» **Activity 1**
Reproduce the stretch from "Fletcher is also" through "multiple personality disorder." in the passage about the book "Mother Had a Secret," keeping every word unchanged.
» **Activity 2**
Answer these from the passage about the book "Mother Had a Secret":
(a) How many personalities did the mother have?
(b) Which company published the book?
(c) What was dissociative identity disorder previously called?
» **Activity 3**
Write the next few sentences of the passage about the book "Mother Had a Secret," picking up right after its final sentence.

» **Selected passage**
________

The book is about a mother's love for her children she is striving to protect, the love of a husband who is trying to care for his ailing wife, and the love of a daughter for her mother and all 15 of her mother's personalities.

Fletcher is also very candid about sharing personal accounts which are equal parts loving and heart-rending. Much of the focus is on a daughter's journey to understand and love her mother, despite mental illness.

"Mother Had a Secret," published by Covenant Communications, is the true story of a girl growing up with family struggles most people never dream of. Fletcher's mother was diagnosed with dissociative identity disorder, which was previously called multiple personality disorder.

Fletcher didn't have an ordinary childhood. While other children were playing dress up and having tea parties, she was caring for her mother, Vickie.

________

» **Data for review**
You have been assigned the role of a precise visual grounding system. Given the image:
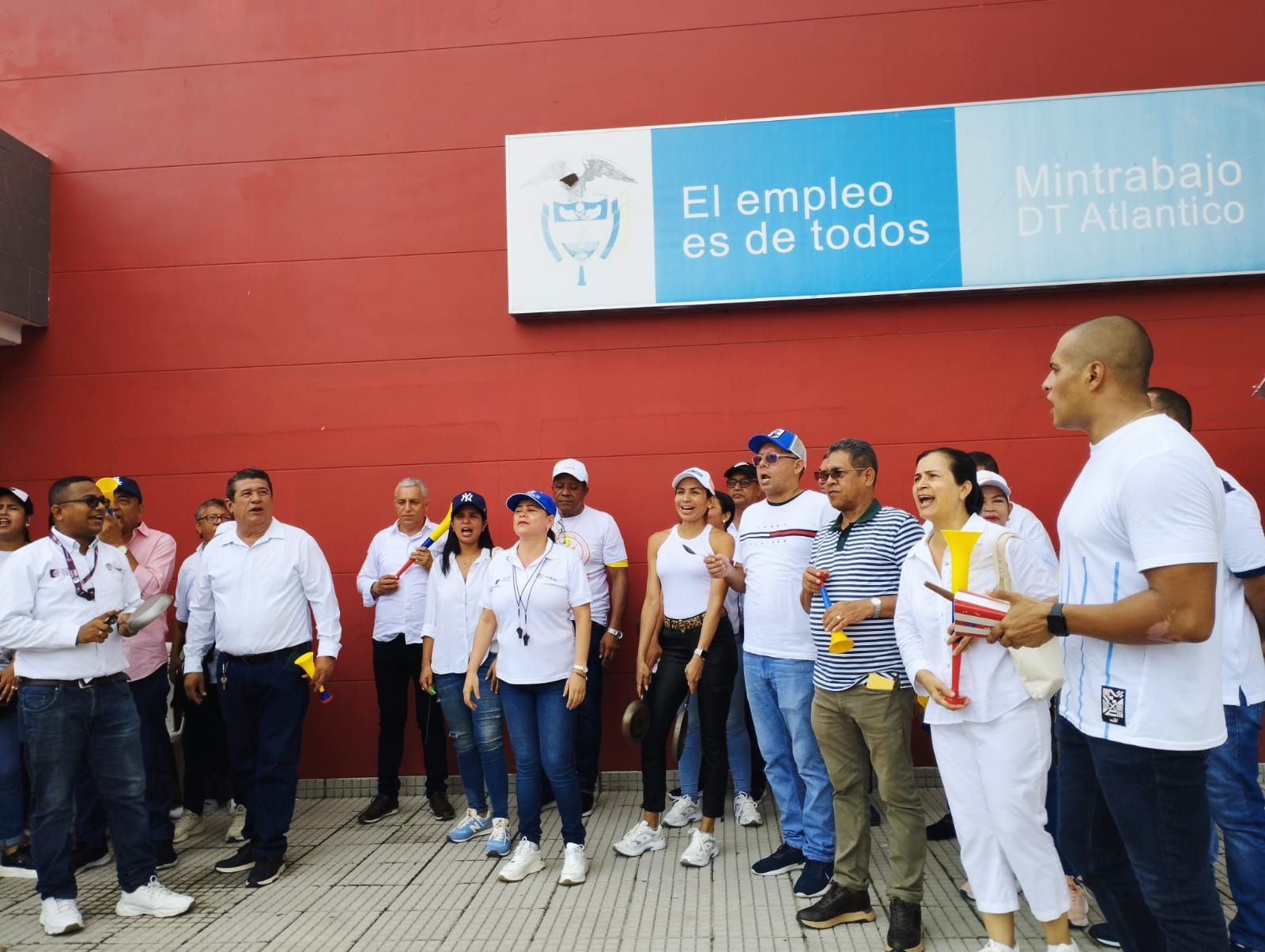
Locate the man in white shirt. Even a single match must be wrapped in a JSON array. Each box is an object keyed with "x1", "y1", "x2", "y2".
[
  {"x1": 552, "y1": 459, "x2": 629, "y2": 817},
  {"x1": 185, "y1": 470, "x2": 343, "y2": 886},
  {"x1": 707, "y1": 429, "x2": 837, "y2": 897},
  {"x1": 991, "y1": 316, "x2": 1227, "y2": 952},
  {"x1": 0, "y1": 476, "x2": 194, "y2": 935},
  {"x1": 1147, "y1": 387, "x2": 1265, "y2": 952},
  {"x1": 356, "y1": 476, "x2": 455, "y2": 823}
]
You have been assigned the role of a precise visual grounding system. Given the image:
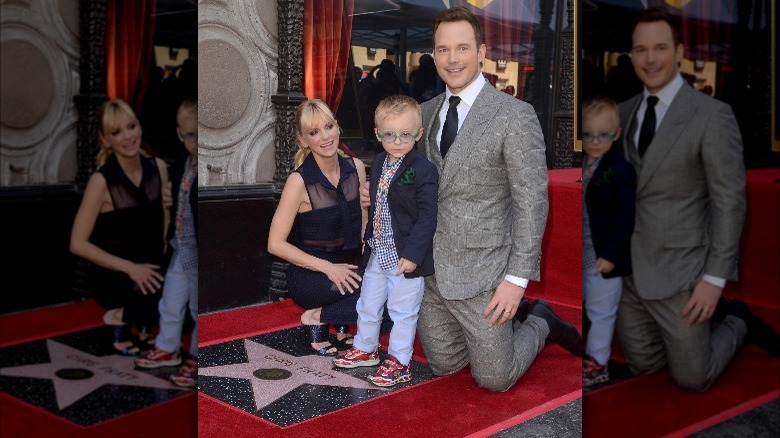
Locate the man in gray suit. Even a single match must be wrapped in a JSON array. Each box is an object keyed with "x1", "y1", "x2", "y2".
[
  {"x1": 418, "y1": 7, "x2": 582, "y2": 391},
  {"x1": 616, "y1": 7, "x2": 777, "y2": 391}
]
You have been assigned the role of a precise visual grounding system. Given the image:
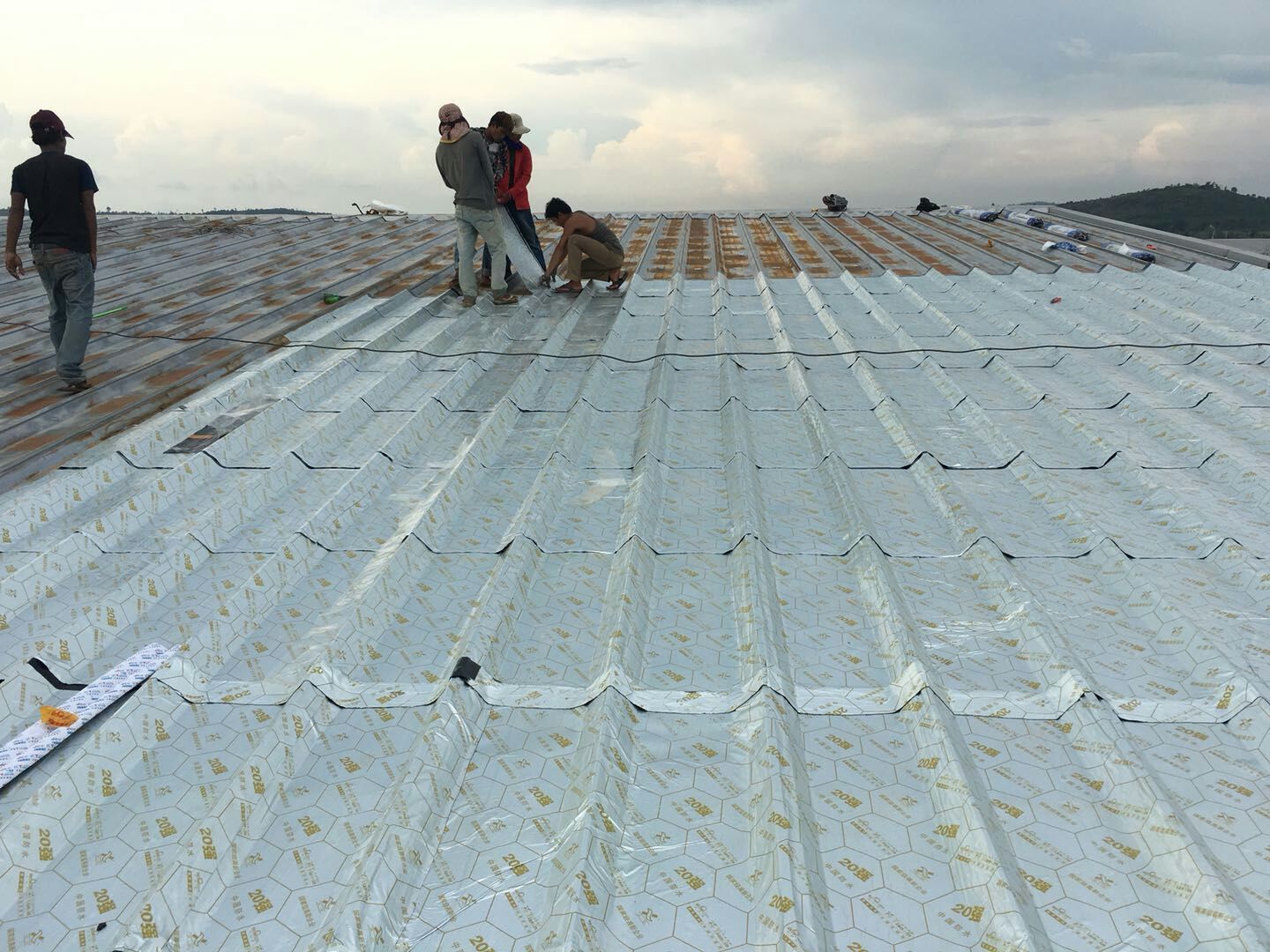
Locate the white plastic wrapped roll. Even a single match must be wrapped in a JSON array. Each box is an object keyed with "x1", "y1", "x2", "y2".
[{"x1": 497, "y1": 205, "x2": 542, "y2": 286}]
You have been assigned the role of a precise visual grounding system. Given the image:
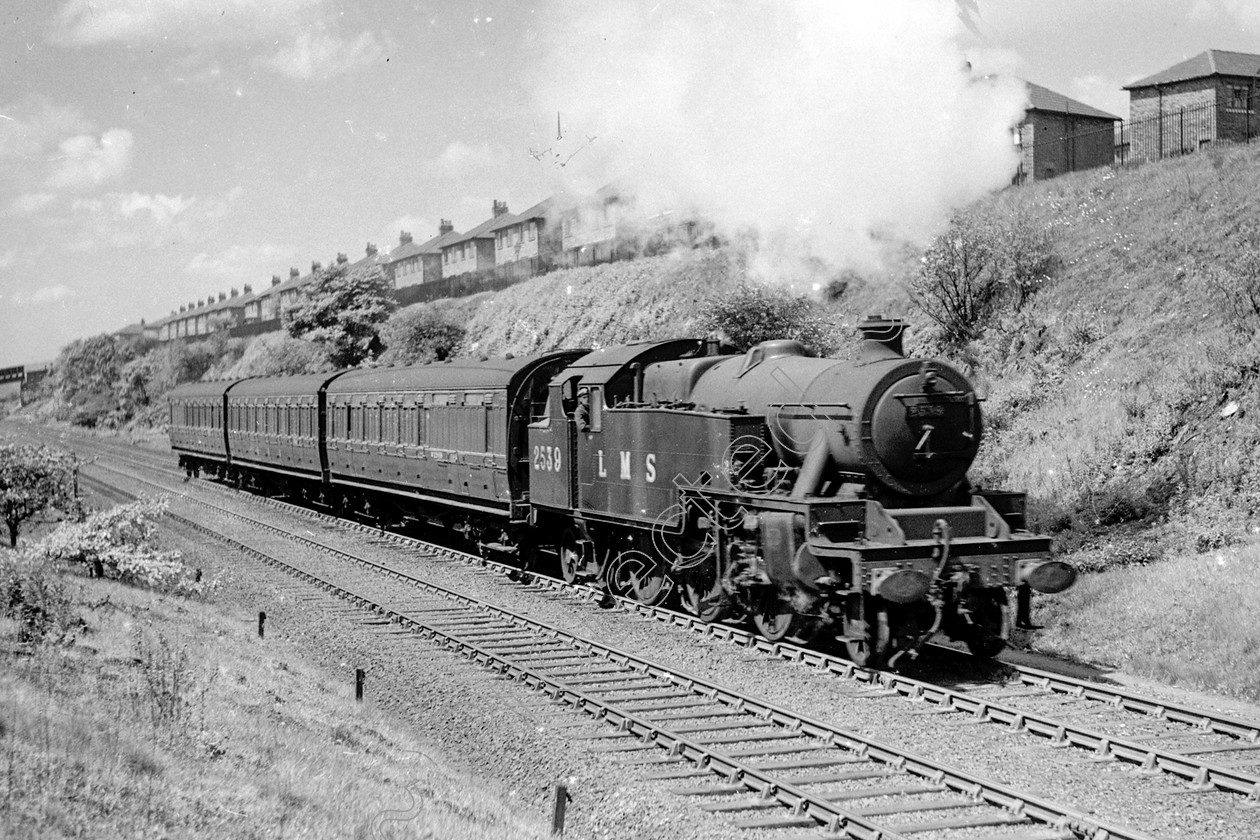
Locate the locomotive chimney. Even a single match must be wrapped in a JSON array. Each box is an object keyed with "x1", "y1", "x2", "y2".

________

» **Reply 1**
Fletcher is also very candid about sharing personal accounts which are equal parts loving and heart-rending. Much of the focus is on a daughter's journey to understand and love her mother, despite mental illness.

"Mother Had a Secret," published by Covenant Communications, is the true story of a girl growing up with family struggles most people never dream of. Fletcher's mother was diagnosed with dissociative identity disorder, which was previously called multiple personality disorder.

» **Reply 2**
(a) 15
(b) Covenant Communications
(c) Multiple personality disorder

» **Reply 3**
Despite the struggles and trials, Fletcher was able to learn the beauty inside her mother as well. Through her faith, she began to understand that although her mother was far from perfect, Vickie protected her daughter from a greater evil, one that Vickie hadn't been able to escape. She acted as a savior for her children by stopping the cycle of abuse.

The account is all the more agonizing because of the stigma attached to mental illness. This family was left to suffer alone.

"Just like those who suffer from more accepted illnesses like cancer or diabetes, what those with mental illness need most is understanding, kindness, and support," Fletcher said.